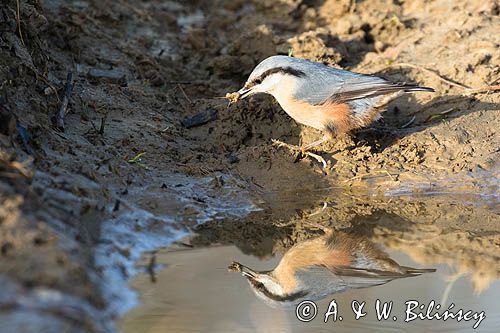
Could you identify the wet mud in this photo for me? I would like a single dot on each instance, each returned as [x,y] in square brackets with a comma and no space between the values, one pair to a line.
[148,150]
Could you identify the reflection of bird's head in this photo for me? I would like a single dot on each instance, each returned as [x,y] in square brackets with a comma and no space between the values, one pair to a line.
[266,286]
[323,266]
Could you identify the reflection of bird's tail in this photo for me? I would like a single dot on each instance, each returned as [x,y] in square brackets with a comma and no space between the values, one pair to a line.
[418,271]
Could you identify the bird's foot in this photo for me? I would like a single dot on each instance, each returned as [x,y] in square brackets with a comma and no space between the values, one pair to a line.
[324,228]
[300,150]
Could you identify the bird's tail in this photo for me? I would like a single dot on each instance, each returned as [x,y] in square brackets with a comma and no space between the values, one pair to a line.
[411,270]
[411,87]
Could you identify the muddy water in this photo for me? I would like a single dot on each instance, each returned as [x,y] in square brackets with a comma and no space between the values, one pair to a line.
[188,287]
[195,293]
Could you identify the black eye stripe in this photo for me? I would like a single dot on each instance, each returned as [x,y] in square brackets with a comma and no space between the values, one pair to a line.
[284,70]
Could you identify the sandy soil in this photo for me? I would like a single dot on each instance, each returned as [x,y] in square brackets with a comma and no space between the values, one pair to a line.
[140,68]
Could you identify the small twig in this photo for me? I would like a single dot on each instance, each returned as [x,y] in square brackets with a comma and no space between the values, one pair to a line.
[39,76]
[184,93]
[360,177]
[409,122]
[18,19]
[103,121]
[436,74]
[68,89]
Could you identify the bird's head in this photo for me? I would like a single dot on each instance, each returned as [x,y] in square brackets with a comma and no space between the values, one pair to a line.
[276,75]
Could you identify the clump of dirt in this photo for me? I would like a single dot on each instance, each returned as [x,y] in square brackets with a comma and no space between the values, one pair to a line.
[141,68]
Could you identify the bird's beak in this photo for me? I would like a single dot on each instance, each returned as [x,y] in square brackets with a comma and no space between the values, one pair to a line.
[244,270]
[244,92]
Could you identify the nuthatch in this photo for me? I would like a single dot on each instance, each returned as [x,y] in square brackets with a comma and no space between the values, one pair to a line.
[332,100]
[322,266]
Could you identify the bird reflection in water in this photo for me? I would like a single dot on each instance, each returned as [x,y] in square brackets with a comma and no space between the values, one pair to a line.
[329,264]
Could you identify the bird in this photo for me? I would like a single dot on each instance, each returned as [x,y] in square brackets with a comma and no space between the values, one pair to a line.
[329,264]
[332,100]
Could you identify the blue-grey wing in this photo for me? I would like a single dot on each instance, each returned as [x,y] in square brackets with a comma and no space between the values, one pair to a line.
[326,84]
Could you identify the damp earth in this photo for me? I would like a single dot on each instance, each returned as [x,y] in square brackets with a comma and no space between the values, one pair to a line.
[128,182]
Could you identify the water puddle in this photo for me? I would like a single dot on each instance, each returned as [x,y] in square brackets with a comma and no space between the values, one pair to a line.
[374,249]
[195,293]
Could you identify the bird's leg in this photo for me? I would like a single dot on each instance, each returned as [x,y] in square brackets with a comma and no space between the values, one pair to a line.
[314,143]
[303,150]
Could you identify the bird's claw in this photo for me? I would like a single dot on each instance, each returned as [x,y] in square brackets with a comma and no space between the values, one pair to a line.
[301,150]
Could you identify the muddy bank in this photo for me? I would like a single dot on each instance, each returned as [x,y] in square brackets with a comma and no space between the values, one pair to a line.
[139,69]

------------

Problem to work on: Please give the entries again word for word, without any pictures.

Answer to this exercise:
Could you identify the wet mud in this photo for me? I would like a single dot on each instance, each returned as [x,y] in square brackets with a comma and no space between the values, one pair to a line.
[148,150]
Could you identify the reflection of bird's head in this photo for me? I would like a single dot on each instance, each returned as [x,y] in square brackets with a comma and no space between the values, one pair to a line.
[266,286]
[323,266]
Could you identify the reflection of bird's tail in this photo for me? I would like a single dot on each instance, each returned as [x,y] in square brackets with a comma and no space between the values, one pair to a line.
[418,271]
Could you identify the bird's foot in this photo for me? I would like a single dot on each instance, each returned as [x,y] in square brackets with a comma and no space between the values, one pair to a line.
[324,228]
[300,150]
Could you identify the bird's tail in this photo for me? I would like a single dot on each instance, each returned as [x,y] in square brackets with a comma and no space between the values, one pair to a line.
[411,270]
[411,87]
Could you identify the muddy water in this photo for me? I would like a single dot on each instance, each returned as [x,y] in square brackets with a comma and no space between the values, one pair to a line.
[188,287]
[195,293]
Could you identify the black eye stripe in this photo for me? I would like a single dot on each instance, each returned as [x,y] in square brackets with a comma and no space between the values, one pair to a line.
[284,70]
Could you identify the sandy soil in this photo for me? I would like a single dot on each instance, each returned as [x,y] in square brackets with a comma and no space between the values, one pair to a line.
[140,68]
Could you identify the small twig in this photo for me? I would like a single dot on each instance, each returned as [x,y] in square brackets with a comma and no space between the values, one pair to a line.
[39,76]
[184,93]
[360,177]
[409,122]
[18,19]
[103,121]
[436,74]
[68,89]
Could you identify the bird's head in this photo for me? I would like a single dot on each instance, each returned as [x,y] in square brackets with a comma and no space between the values, one pair to a line.
[276,75]
Could you identify the clump of dirt in this photo for me? I would like a single dot on each instance, each returned as [x,y] in square brackets with a comma and no space between the values, one pair to a line.
[141,68]
Could you identify the bird's beak in this photo for me? I would like a single dot on each instance, each returned as [x,y] in square brackets with a comma and no space between the values, one pair to a line.
[244,270]
[244,92]
Could you identify the nuthatch in this photo for me? I would like a single dot on each instance, each returned as [x,y] in square brackets with a comma and no space between the values, one pair to a line.
[332,100]
[322,266]
Could you identify the bird reflection in water in this photo for me? I would like a single dot on each instance, each returned as [x,y] in square brackets with a comma and no space between the values, one pair to a line.
[329,264]
Could you identify the bird in this photo for me? I would like a single dot on each instance, each returned as [x,y] in square brackets with a comma and no space between the values, one pair to a line.
[329,264]
[332,100]
Could you identify the blue-grey wing in this photo for me? I would like a single dot on each instance, each returned as [x,y] in square brackets with a comma and no space between the values, one pair to a line.
[326,84]
Could you identify the damp earth in this photo for me? I would like a single dot on each instance, each returned as [x,y] in square brackets with a comma and no space between the values, one pair to a line.
[128,182]
Could you identify the water puddle in this photo for me? I would like a single dot on each instance, each returned as [x,y] in square brackets with a comma and no space between the values, one pair to a line.
[374,249]
[195,293]
Could you identify the bird's leg in this photo for me? I would like a single dot on each instance, each returned as [x,y] in square brackets with a comma and no space between the values, one pair to a line.
[314,143]
[303,150]
Could you identify the bird's claw in this photo for me? I would like a single dot on each instance, each returned as [x,y] in square brackets with a comma and no space between the values, one pair to a line.
[301,150]
Could you identify the muddy bank in this photo for me? I would like a single dot on each instance, each returned as [x,y] in square brackets with a comma and no space between the values, one pair to a line.
[139,69]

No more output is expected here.